§ **WHAT THIS EXERCISE ASKS**
(1) Retype the passage of the reflection on margins from "It's not that I don't" to "a mental list.)".
(2) Answer these questions about the reflection on margins:
(a) Whose day did the writer read a play by play of?
(b) What do the margins in a book keep the words from doing?
(c) How long does the writer say it took to learn not to say yes to everything?
(3) Summarize the reflection on margins in two sentences.

I just finished reading a play by play of my cousin Deb's day. Packed full. Every minute. Every day, in fact. I remember the feeling. Going from one thing to another with no time to spare, sometimes arriving late at an event because it was not humanly possible (without creating a rift in the space-time continuum) to get everywhere on time. I remember that "stressed out feeling" and the overly tired feeling at the end of a long day. I remember having a short fuse because I had so much to accomplish that if something didn't go exactly right, it would mess everything up.
It's not that I don't have full days now, my days are just full of different things...usually "at home" things that might not get done at all. Sometimes, in fact, my days can drag by and be full of nothing (or at least that is what it seems I have accomplished at the end of the day when I am trying to make a mental list.)
Anyways, all of this to say that I am learning that what my life needed - and still needs - are "margins." You know, like the margins in a book: space at the edges that keeps the words from running off the page. Can you imagine reading a book that had no margins with letters filling every last inch of the sheet? It would be difficult and would probably give you a headache.
In the same way we, too often, live our lives with no margins: filling every last second of our days and weeks. It's no wonder that time seems to go by so much faster as we get older; we fill it up. When I was a child, it seemed that I had more time to play, to think, to rest, to do nothing even. But as I grew, the task-oriented side of me became obessed with what I could DO and how much I could squeeze into the 24 hours of each day. It was fulfilling to know that I had accomplished something - many things. But at what expense? My husband, my children, myself?
It's not that I have perfectly incorporated margins into my life; I still have days where I try to do too much in too little time and I make myself (and my family) crazy. But I think I am learning some things...
- At times, the best thing I can do is say "No," as in "No, I cannot help with that project" or "No, I will not be able to attend that event." How freeing to learn that I don't have to say yes to everything (and it only took me 35 years!)
- My worth is not determined by what I do therefore I do not have to do everything. (refer to #1.)

§ **GIVEN INFORMATION**
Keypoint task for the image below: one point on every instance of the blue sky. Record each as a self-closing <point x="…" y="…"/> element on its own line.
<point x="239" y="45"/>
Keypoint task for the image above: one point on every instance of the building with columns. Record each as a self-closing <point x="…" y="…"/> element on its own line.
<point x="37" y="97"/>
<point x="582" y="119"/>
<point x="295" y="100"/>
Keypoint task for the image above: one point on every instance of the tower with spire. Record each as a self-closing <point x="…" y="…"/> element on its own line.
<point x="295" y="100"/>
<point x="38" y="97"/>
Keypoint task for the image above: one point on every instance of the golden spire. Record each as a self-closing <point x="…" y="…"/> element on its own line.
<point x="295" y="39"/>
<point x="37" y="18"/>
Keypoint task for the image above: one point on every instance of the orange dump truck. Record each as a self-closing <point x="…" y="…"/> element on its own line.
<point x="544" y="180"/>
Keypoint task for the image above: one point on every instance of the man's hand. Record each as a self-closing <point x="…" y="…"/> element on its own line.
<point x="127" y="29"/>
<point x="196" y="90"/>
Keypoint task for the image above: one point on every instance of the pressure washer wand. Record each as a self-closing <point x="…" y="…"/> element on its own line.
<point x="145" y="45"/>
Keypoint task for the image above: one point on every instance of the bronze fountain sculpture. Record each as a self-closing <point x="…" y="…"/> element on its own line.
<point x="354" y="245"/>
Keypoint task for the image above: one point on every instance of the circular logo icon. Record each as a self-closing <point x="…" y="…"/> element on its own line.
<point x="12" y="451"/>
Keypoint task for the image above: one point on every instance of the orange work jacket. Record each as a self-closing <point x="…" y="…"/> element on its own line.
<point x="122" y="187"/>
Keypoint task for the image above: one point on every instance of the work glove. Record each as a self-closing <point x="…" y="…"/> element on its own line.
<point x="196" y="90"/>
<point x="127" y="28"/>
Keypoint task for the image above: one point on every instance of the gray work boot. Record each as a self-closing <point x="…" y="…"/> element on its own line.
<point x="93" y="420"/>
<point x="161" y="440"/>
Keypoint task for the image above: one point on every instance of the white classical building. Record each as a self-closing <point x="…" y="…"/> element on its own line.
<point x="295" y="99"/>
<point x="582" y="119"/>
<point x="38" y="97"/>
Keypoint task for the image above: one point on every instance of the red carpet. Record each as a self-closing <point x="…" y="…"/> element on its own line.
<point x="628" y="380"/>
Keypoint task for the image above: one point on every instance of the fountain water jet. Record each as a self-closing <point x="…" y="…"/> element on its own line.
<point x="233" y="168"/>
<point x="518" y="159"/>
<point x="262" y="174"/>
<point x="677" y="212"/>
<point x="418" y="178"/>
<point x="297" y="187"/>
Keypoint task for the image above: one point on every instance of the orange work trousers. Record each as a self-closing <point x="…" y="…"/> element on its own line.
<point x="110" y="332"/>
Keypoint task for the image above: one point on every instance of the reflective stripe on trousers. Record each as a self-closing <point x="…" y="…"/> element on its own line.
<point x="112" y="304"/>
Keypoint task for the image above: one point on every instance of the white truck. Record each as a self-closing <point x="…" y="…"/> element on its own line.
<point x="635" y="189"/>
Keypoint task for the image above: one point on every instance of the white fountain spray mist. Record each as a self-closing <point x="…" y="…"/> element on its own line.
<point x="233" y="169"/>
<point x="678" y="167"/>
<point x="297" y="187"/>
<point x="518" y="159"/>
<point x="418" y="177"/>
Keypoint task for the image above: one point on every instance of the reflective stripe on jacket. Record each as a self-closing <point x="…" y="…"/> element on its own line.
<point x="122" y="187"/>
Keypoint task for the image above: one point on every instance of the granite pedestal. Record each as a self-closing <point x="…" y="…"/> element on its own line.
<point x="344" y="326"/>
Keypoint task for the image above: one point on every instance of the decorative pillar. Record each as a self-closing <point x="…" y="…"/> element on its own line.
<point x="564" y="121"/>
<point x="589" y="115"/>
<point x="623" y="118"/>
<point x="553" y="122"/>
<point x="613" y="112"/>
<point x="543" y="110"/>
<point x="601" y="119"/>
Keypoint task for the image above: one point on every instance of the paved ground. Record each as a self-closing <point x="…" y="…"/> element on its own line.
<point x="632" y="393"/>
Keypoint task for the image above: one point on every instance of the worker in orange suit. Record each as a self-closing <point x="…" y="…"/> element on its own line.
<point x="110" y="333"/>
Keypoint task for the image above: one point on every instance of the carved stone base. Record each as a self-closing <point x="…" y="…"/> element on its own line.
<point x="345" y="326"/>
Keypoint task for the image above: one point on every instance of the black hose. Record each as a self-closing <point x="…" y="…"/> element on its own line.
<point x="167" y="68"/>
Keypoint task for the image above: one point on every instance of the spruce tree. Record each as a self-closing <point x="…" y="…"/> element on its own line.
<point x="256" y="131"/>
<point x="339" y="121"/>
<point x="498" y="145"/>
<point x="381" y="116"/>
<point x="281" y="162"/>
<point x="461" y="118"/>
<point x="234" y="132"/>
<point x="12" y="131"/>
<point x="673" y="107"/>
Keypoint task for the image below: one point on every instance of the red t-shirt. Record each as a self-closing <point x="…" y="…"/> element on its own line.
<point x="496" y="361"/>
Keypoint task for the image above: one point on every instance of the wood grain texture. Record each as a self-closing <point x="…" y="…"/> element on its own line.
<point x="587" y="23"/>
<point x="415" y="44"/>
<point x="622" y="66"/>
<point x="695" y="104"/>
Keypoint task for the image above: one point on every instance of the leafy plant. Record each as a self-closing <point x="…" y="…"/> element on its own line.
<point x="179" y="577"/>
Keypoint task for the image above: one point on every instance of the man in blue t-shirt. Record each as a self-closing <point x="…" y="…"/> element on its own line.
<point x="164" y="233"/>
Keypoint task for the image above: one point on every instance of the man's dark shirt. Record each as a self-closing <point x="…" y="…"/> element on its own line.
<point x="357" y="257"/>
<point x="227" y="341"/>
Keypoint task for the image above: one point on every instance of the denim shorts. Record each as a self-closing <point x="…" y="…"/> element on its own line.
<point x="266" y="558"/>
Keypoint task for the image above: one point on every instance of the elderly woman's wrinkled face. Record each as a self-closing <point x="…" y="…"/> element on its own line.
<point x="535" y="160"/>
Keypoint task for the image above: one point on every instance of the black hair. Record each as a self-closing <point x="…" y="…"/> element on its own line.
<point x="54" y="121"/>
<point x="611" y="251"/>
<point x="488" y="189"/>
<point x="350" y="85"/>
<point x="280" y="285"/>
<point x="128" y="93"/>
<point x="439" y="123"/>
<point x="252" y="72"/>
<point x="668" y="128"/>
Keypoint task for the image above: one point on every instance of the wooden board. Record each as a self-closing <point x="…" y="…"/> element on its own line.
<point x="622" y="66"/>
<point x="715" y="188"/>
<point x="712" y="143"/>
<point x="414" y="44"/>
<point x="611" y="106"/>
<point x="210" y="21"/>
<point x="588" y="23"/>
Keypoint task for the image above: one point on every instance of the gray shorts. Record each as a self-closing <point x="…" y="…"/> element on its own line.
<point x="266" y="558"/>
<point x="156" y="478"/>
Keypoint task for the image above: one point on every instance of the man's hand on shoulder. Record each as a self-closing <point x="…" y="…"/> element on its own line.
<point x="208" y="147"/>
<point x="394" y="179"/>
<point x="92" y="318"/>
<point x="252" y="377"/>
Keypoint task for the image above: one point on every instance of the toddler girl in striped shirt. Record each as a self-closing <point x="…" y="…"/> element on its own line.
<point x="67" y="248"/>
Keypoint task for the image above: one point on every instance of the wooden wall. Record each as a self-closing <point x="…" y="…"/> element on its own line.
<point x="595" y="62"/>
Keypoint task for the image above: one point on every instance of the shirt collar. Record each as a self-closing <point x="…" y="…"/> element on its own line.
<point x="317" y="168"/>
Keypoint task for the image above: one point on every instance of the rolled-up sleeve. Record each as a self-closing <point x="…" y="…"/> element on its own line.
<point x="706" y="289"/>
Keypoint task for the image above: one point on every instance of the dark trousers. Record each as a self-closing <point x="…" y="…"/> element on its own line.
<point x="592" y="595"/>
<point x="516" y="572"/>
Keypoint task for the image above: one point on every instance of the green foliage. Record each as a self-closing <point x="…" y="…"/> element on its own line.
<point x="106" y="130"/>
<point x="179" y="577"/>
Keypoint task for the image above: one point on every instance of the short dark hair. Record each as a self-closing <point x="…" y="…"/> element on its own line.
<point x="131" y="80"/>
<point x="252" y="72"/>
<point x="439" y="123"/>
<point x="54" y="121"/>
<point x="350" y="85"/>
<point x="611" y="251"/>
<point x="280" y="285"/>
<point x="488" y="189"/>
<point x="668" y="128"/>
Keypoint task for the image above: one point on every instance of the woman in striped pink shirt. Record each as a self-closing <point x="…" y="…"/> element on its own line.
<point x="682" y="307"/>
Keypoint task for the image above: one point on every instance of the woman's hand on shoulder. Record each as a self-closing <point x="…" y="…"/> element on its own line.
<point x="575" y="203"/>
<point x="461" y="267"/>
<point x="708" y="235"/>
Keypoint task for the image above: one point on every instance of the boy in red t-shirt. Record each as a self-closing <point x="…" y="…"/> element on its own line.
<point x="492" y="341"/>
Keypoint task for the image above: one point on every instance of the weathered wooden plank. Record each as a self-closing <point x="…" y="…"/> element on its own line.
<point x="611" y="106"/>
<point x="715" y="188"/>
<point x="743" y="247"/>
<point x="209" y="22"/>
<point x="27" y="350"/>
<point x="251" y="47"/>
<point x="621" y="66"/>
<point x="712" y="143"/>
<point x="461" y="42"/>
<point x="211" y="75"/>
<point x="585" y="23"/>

§ **ANSWERS TO THE PROBLEMS**
(1)
It's not that I don't have full days now, my days are just full of different things...usually "at home" things that might not get done at all. Sometimes, in fact, my days can drag by and be full of nothing (or at least that is what it seems I have accomplished at the end of the day when I am trying to make a mental list.)

(2)
(a) The writer's cousin Deb.
(b) Running off the page.
(c) 35 years.

(3) After reading about a cousin's packed day, the writer recalls the stress of overfilled days and says life needs "margins," like the space at the edges of a book's page. The writer still sometimes tries to do too much but is learning that saying "No" is freeing and that personal worth does not depend on what one does.